Set task: Could you write out the records below exactly as they appear?

□ □ □ □

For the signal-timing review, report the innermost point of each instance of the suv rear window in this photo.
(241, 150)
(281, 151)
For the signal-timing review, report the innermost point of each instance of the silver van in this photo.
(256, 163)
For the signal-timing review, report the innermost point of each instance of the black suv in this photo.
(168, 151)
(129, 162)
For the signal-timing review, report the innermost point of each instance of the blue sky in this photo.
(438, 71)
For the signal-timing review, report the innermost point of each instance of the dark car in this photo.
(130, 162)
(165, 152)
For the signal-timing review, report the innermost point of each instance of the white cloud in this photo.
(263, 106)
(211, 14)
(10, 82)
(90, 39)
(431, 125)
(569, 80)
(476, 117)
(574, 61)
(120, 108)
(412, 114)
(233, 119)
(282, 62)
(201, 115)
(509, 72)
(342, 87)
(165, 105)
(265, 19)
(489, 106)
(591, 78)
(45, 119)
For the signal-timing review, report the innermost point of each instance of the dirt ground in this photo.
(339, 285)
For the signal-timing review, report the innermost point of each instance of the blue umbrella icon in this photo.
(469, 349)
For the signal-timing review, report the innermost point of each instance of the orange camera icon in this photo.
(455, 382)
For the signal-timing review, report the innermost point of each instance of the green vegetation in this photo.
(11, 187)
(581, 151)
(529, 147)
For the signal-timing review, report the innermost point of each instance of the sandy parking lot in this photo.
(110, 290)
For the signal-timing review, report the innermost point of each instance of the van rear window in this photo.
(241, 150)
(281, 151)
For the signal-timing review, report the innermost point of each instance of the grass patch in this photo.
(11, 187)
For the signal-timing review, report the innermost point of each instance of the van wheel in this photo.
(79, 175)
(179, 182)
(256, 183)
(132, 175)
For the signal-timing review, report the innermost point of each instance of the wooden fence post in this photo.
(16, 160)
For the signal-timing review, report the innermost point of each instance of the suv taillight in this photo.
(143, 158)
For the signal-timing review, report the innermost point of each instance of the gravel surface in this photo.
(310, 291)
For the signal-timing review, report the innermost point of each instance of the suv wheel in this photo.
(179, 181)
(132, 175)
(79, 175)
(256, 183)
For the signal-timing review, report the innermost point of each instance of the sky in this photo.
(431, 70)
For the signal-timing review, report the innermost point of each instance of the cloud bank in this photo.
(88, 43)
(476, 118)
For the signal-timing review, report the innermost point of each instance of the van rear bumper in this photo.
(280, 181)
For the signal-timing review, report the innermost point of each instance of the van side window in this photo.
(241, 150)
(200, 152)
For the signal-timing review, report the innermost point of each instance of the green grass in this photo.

□ □ □ □

Output for this exercise:
For the signal-timing review, report the innermost point of each instance of the suv rear window in this photo.
(241, 150)
(281, 151)
For the signal-timing review, report the innermost point of each instance of the silver van in this photo.
(256, 163)
For the signal-timing review, report the innermost point of each instance of the black suv in this photo.
(168, 151)
(129, 162)
For the signal-timing review, report the innermost point of each instance of the blue sky in this photo.
(438, 71)
For the signal-timing review, report the innermost point of each instance of the dark car in this photo.
(130, 162)
(165, 152)
For the signal-timing review, report the innermost point of each instance of the white cloud in this photo.
(263, 106)
(211, 14)
(10, 82)
(90, 39)
(431, 125)
(569, 80)
(476, 117)
(574, 61)
(120, 108)
(412, 114)
(233, 119)
(282, 62)
(201, 115)
(509, 72)
(342, 87)
(165, 105)
(265, 19)
(489, 106)
(591, 78)
(45, 119)
For the signal-timing review, report the innermost point of each instance of the dirt ground in this photo.
(339, 285)
For the signal-timing review, report the innermost point of each instance of the blue umbrella icon in this photo.
(469, 349)
For the signal-timing review, report the innermost point of each instance of the orange camera icon in this photo.
(455, 382)
For the signal-timing review, report the innermost point of each instance of the green vegetation in this photo.
(11, 187)
(581, 151)
(529, 147)
For the signal-timing review, report the innermost point of each instance of the sandy parking lot in this photo.
(110, 290)
For the signal-timing review, report the innermost point of each instance of the van rear window in this photo.
(241, 150)
(281, 151)
For the signal-timing review, report the innermost point of each instance of the grass patch in this photo.
(11, 187)
For the signal-timing review, report the innermost point of each instance of the van wheel in this photo.
(79, 175)
(179, 182)
(256, 183)
(132, 175)
For the signal-timing review, report the innermost point of each instance of the wooden fence post in this photo.
(16, 160)
For the signal-timing review, report the innermost point of each instance of the suv taillight in this photo.
(143, 158)
For the signal-timing review, report the innermost point of each instance of the gravel surface in this photo.
(310, 291)
For the signal-timing review, report the innermost point of each instance of the suv wheel in this photo.
(179, 181)
(132, 175)
(79, 175)
(256, 183)
For the signal-timing review, report the innermost point of each instance of the sky in this photo.
(431, 70)
For the signal-timing review, report the innermost point of each instance of the cloud bank in this photo.
(88, 43)
(476, 118)
For the signal-timing review, report the innermost point of each instance of the van rear bumper in this photo.
(280, 181)
For the signal-timing review, report the innermost point of each instance of the van side window in this photo.
(241, 150)
(200, 152)
For the signal-timing review, report the innermost point of each instance of the green grass in this photo.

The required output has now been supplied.